> **EXERCICES**
A. Relevez toutes les références bibliographiques (auteurs et année) citées entre parenthèses dans le texte de la page.
B. Reproduisez fidèlement le passage du texte de la page qui commence par « Si l’on accepte » et se poursuit jusqu'à « pendant, à terme? ».

Si l’on accepte le rapprochement entre l’AE et le développement de l’expertise, alors différentes questions se posent.

  • Quels liens devraient être faits entre la théorie et la pratique dans la perspective de favoriser le développement de l’expertise? Quelle importance accorder aux savoirs (knowing), à l’agir (acting) et à la personne (being) (Bibeau et Bédard, 2020) à l’entrée du parcours d’apprentissage, pendant, à terme?
  • Quel type d’accompagnement devraient proposer les personnes superviseures ou enseignantes?
  • Par rapport aux connaissances, quelle posture devraient adopter ces personnes (Bédard, 2014) ?
  • Quelle préparation et quel suivi devraient être offerts aux « novices » que sont les personnes étudiantes dans le contexte de l’AE (Hovington, 2021)?
  • Quelles cibles distinctives d’apprentissage devraient caractériser tout type d’AE?
  • Comment évaluer l’atteinte de ces cibles au-delà des acquis disciplinaires?

L’AE : un « levier pédagogique »

L’AE est un levier pédagogique que toute personne enseignante ou responsable de programme peut décider d’introduire dans le cadre de son cours ou dans le programme dont elle a la responsabilité. Sur le fond, la place et l’importance qui seront accordées à l’AE dans le dispositif de formation doivent être déterminées, comme son alignement avec toute autre pédagogie mobilisée. Très souvent, on « enseigne » des connaissances (fondements théoriques) dans le cadre « d’exposés interactifs ». Puis, en complément, on propose aux personnes étudiantes de « mettre en pratique le contenu présenté » à travers différentes formes d’AE (ex., jeux de rôles, projets, travaux pratiques). Dans le même esprit, au niveau curriculaire, on offrira d’autres formes d’AE, comme des laboratoires ou des stages (coopératifs ou non). Dans les scénarios ou dispositifs plus « complets », on proposera également des activités ou des travaux de nature réflexive afin de développer cette compétence associée à la pratique efficace, voire à l’expertise.

> **DONNÉES ENREGISTRÉES**
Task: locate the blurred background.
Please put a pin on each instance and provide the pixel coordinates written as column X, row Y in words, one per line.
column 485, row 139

> **RÉPONSES**
A.
- Bibeau et Bédard, 2020
- Bédard, 2014
- Hovington, 2021

B.
Si l’on accepte le rapprochement entre l’AE et le développement de l’expertise, alors différentes questions se posent.

  • Quels liens devraient être faits entre la théorie et la pratique dans la perspective de favoriser le développement de l’expertise? Quelle importance accorder aux savoirs (knowing), à l’agir (acting) et à la personne (being) (Bibeau et Bédard, 2020) à l’entrée du parcours d’apprentissage, pendant, à terme?